→ YOUR TASK
Go to the line that includes "Query: woman's sweater sleeve" and retype it, then every line after it to the end of the data, adding nothing.

→ MATERIAL SHOWN
^^^^^^^^^^^^^^^^
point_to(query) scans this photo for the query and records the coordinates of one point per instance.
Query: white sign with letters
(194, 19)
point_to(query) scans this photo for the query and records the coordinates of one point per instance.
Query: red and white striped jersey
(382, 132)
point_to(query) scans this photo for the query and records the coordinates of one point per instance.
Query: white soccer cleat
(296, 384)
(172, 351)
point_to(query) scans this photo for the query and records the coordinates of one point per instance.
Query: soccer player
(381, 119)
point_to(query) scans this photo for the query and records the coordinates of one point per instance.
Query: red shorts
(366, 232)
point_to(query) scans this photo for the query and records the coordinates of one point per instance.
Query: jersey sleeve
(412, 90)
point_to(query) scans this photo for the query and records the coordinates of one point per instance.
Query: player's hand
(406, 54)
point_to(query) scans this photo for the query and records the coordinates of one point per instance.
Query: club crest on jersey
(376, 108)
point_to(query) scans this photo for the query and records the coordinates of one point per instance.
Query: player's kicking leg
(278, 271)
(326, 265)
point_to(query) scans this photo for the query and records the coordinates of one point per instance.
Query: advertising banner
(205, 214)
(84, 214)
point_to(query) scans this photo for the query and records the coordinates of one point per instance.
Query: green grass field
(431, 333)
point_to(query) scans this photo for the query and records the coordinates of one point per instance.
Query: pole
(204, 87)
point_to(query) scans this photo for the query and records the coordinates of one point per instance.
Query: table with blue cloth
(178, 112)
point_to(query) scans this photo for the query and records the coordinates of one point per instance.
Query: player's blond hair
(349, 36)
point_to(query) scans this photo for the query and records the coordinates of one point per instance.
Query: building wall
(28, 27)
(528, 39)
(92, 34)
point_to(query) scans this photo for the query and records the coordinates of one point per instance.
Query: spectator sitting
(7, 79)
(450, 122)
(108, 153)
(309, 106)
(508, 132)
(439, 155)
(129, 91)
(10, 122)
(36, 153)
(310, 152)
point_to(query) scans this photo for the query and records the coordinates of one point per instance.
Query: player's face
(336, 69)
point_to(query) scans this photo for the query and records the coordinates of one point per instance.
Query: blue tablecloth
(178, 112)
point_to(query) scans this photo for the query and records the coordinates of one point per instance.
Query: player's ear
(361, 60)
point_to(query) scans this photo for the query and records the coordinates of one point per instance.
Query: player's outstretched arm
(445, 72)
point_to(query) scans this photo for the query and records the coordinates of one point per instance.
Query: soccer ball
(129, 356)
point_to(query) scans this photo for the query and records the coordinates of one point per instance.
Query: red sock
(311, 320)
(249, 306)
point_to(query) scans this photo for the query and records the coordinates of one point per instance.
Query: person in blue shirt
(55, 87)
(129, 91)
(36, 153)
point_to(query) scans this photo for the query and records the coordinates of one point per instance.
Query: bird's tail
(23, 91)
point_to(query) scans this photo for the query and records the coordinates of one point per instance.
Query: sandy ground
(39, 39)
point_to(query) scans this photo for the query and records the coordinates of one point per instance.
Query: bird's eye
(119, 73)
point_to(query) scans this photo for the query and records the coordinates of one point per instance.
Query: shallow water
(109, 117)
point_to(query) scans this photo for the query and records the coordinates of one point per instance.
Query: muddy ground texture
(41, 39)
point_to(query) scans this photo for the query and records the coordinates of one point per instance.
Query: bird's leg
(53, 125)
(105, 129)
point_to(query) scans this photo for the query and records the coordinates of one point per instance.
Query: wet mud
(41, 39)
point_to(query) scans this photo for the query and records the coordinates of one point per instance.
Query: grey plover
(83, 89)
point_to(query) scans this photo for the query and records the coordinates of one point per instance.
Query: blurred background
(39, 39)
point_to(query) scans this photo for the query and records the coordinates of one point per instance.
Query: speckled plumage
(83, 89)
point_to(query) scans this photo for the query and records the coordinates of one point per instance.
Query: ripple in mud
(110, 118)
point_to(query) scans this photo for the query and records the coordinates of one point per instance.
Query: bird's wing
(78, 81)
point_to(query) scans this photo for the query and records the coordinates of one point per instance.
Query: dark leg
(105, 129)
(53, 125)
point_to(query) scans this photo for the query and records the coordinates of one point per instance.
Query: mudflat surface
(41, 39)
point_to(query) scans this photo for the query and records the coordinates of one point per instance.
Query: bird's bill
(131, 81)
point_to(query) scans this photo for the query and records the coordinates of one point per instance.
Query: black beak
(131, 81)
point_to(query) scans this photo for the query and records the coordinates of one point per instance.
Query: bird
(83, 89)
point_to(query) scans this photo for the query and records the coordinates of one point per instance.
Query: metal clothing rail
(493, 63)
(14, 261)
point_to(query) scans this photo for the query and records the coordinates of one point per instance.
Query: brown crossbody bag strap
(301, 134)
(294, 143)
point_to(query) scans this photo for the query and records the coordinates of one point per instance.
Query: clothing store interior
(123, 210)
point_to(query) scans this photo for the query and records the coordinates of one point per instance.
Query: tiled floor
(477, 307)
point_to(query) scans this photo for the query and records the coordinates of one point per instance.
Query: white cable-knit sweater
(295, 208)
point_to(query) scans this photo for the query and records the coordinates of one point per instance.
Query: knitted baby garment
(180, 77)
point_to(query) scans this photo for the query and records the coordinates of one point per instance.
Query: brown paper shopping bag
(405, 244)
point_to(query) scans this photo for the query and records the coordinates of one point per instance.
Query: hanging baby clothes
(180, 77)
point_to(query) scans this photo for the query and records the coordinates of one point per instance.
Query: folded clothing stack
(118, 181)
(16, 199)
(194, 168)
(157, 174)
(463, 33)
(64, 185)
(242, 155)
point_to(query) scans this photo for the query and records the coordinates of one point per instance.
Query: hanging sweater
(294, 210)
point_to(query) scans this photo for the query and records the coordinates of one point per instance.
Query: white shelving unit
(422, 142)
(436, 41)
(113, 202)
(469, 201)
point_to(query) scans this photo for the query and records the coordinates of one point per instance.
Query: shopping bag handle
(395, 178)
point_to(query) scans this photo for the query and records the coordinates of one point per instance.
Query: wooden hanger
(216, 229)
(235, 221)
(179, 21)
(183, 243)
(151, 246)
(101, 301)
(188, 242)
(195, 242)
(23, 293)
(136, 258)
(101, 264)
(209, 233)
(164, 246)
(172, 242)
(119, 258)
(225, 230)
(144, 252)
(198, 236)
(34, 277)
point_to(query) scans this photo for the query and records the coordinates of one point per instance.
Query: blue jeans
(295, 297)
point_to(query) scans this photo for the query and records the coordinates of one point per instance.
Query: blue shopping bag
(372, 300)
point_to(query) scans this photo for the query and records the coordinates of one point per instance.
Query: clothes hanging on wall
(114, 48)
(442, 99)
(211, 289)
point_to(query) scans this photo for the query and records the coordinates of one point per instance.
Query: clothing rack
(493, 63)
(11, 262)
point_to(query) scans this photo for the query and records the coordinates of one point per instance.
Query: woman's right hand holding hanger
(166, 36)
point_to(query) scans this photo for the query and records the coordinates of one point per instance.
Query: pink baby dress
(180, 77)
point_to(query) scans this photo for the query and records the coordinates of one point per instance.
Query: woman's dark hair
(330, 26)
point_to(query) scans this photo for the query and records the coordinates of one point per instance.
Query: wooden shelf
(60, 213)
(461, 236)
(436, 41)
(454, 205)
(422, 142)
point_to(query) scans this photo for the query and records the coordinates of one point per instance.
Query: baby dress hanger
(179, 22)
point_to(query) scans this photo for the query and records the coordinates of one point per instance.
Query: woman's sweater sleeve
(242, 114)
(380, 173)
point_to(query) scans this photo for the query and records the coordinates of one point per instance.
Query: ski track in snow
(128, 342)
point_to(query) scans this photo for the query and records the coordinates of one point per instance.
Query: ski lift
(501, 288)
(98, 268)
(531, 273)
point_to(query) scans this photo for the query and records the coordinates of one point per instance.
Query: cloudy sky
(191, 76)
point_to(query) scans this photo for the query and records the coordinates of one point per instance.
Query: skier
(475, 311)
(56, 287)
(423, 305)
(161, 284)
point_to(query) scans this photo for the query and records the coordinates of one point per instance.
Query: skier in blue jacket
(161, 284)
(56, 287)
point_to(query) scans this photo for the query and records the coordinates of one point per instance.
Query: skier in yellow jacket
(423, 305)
^^^^^^^^^^^^^^^^
→ EXERCISE RESULT
Query: woman's sweater sleeve
(242, 114)
(380, 173)
point_to(query) scans this photo for the query and records the coordinates of one point per instance.
Query: ski track in snow
(128, 342)
point_to(query) scans this photo for the query and records the coordinates of one point per instance.
Query: ski lift
(501, 288)
(98, 268)
(531, 273)
point_to(query) scans this photo for the query and records the coordinates of one point per instance.
Query: cloudy sky
(191, 76)
point_to(query) scans this photo for the query and records the coordinates of one point per instance.
Query: skier
(475, 311)
(56, 287)
(423, 305)
(161, 284)
point_to(query) scans this photo for the query and records the coordinates of one point per instance.
Query: skier in blue jacket
(161, 284)
(56, 287)
point_to(query) scans this photo for the query and records the coordinates of one point per instance.
Query: skier in yellow jacket
(423, 305)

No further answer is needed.